Autores:Hermes Zaneti Jr. e Carlos Frederico Bastos Pereira (*)
Em célebre ensaio, Arthur Schopenhauer afirma que é possível utilizar de estratagemas para vencer um debate sem ter razão. Um dos estratagemas mais conhecidos é atacar com o argumento do absurdo — a reductio ad absurdum —, que “consiste em provar a absurdidade de uma tese mostrando que ela leva a pelo menos uma consequência notoriamente absurda”[1].
O debate sobre a vinculação aos precedentes judiciais está polarizado no Brasil desde a tramitação do projeto no Congresso Nacional. De um lado, parcela da doutrina enxerga nos precedentes uma absorção inadequada de outra cultura, causadora de ruptura catastrófica com os princípios da legalidade e da separação de poderes — daí porque inconstitucional; a outra parte da doutrina visualiza nos precedentes uma mudança decorrente na teoria da interpretação e, consequentemente, na Teoria do Direito, e não uma mera importação do Common Law, de modo que a vinculação aos precedentes é imperativo da racionalidade, coerência, segurança jurídica e igualdade — constitucional, portanto[2].
As críticas estão direcionadas, principalmente, à suposta invasão na competência legislativa de produzir normas abstratas e gerais, alegando que o Poder Judiciário não está autorizado a “legislar” — salvo quando permitido pela Constituição Federal, como no caso das súmulas vinculantes. O rol do artigo 927 do CPC/2015, então, seria manifestamente inconstitucional[3].
Não se pode negar que o modelo de precedentes adotado pelo Código de Processo Civil de 2015 representa uma mudança de paradigma não só no Direito Processual do país, mas na cultura jurídica brasileira como um todo. Sendo assim, como toda e qualquer mudança de paradigma, é necessário que eventuais dogmas sejam questionados para que se tenha uma compreensão do tema. Perceba-se, desde logo, o que mudou foi a Teoria do Direito, e não uma colonização da cultura norte-americana em solo brasileiro.

→ **Tarefa A**
Liste todos os valores dos quais, segundo o trecho sobre precedentes judiciais, a vinculação aos precedentes é um imperativo.
→ **Tarefa B**
Redigite fielmente a parte do trecho sobre precedentes judiciais que começa em "Não se pode" e termina em "em solo brasileiro.".

[Entradas de indicação de objetos rotulados]
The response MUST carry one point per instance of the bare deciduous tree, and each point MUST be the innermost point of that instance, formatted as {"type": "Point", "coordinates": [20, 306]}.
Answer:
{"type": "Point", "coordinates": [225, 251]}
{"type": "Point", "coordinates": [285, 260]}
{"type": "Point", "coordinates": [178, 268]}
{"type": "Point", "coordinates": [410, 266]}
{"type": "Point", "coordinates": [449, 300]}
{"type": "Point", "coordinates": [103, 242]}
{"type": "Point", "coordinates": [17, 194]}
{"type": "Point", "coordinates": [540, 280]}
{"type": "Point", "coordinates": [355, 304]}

→ **Resposta final A**
Racionalidade, coerência, segurança jurídica e igualdade.

→ **Resposta final B**
Não se pode negar que o modelo de precedentes adotado pelo Código de Processo Civil de 2015 representa uma mudança de paradigma não só no Direito Processual do país, mas na cultura jurídica brasileira como um todo. Sendo assim, como toda e qualquer mudança de paradigma, é necessário que eventuais dogmas sejam questionados para que se tenha uma compreensão do tema. Perceba-se, desde logo, o que mudou foi a Teoria do Direito, e não uma colonização da cultura norte-americana em solo brasileiro.